▶ _Given exercise_
Retype the listing below line for line, changing nothing.

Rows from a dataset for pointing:

■ ■ ■ ■ ■ ■ ■

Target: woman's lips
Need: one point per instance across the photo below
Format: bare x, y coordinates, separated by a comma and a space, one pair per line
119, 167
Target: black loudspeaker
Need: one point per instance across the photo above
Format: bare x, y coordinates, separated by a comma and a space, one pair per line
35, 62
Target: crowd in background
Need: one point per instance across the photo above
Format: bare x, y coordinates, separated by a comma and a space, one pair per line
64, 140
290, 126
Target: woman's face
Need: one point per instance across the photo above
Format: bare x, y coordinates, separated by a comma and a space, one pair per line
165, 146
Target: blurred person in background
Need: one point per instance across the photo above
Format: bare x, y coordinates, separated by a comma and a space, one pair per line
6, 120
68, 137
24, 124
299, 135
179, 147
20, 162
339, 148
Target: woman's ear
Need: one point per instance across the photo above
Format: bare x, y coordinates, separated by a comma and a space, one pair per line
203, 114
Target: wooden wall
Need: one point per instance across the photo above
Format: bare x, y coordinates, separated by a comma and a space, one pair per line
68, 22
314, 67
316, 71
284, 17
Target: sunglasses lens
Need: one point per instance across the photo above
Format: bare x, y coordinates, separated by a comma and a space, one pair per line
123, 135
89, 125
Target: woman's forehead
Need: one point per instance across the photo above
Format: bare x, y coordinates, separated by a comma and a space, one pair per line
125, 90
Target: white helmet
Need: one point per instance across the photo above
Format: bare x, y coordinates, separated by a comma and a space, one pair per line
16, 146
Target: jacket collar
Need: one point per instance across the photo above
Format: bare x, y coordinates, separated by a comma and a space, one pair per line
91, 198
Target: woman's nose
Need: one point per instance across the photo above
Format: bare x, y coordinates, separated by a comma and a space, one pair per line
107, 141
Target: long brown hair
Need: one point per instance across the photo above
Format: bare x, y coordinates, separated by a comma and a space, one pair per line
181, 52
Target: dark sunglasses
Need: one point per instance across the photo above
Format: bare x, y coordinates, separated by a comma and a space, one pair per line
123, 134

■ ■ ■ ■ ■ ■ ■

▶ _Result below_
Target: woman's lips
Need: one point per instance across the photo below
Format: bare x, y coordinates, separated by a comma and a space, one pair per line
119, 167
Target: black loudspeaker
Need: one point per instance across the photo above
Format: bare x, y coordinates, separated by a comma and a space, one pair per line
35, 62
Target: crowd in background
Need: one point per instance across the photo above
Format: bare x, y coordinates, separated by a comma and a space, one pair per line
64, 140
290, 126
Target: woman's face
Need: one point per instance across the photo above
Format: bare x, y coordinates, separated by a comma and a space, one pair per line
165, 146
Target: blurred person in background
Need: one point per instance across the photo above
Format: bare x, y coordinates, separated by a comma and a space, one pair per line
6, 120
68, 137
24, 124
299, 135
179, 147
20, 162
339, 148
Target: woman's ear
Need: one point per instance across the photo above
Format: bare x, y coordinates, separated by a comma and a space, one pair per line
203, 114
Target: wooden wall
Need: one point per instance across the photo above
Format: bare x, y coordinates, separated by a comma and a space, one pair per line
68, 22
314, 67
316, 71
284, 17
Target: sunglasses lens
Need: one point per instance across the photo above
Format: bare x, y coordinates, separated by a comma and a space, one pair per line
123, 135
89, 125
Target: woman's forehead
Need: one point per instance across the photo above
Format: bare x, y coordinates, separated by a comma and a space, one pair per line
125, 90
Target: white helmet
Need: one point per instance across the photo above
Format: bare x, y coordinates, separated by a comma and a space, one pair per line
16, 146
Target: jacket collar
Need: one point per instance across the photo above
Format: bare x, y coordinates, separated by a comma and a space, one pair per line
91, 198
Target: woman's nose
Need: one point per instance across the photo above
Format: bare x, y coordinates, separated by a comma and a space, one pair per line
107, 141
Target: long brown hair
Need: one point per instance across the photo above
Format: bare x, y coordinates, separated by a comma and a space, one pair per line
181, 52
Target: dark sunglasses
Need: one point per instance across the photo above
Format: bare x, y coordinates, separated by a comma and a space, one pair per line
123, 134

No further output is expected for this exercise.